The exercise:
Copy out each line of the listing below that contains the string "tree", matching case exactly.

Data shown:

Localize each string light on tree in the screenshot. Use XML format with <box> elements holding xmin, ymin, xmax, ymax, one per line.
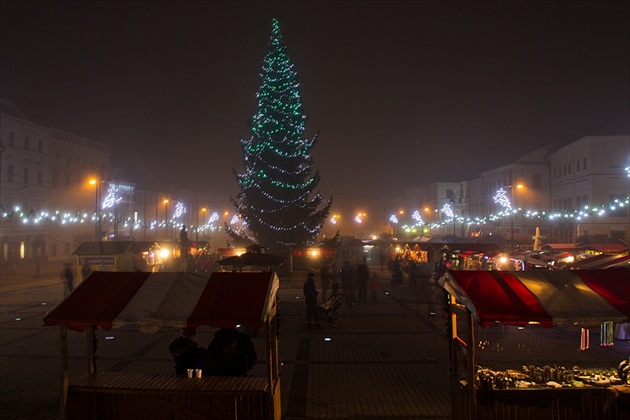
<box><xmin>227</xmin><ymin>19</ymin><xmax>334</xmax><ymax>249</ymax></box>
* * *
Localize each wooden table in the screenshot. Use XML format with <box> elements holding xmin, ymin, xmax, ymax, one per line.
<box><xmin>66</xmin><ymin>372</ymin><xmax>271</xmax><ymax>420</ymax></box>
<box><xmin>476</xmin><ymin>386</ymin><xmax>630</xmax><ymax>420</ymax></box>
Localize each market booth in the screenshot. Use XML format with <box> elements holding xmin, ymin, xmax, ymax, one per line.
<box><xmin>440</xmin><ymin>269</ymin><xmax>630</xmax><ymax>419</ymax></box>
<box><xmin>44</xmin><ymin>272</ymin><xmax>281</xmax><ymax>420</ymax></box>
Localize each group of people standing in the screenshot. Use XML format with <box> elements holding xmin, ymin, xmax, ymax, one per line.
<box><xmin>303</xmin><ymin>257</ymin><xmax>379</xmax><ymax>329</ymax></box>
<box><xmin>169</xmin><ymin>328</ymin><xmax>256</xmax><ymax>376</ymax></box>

Output for this task:
Localize each string light on tree in the screenshot. Use XML format with <box> elements holding xmin, ymin, xmax, ymax, one per line.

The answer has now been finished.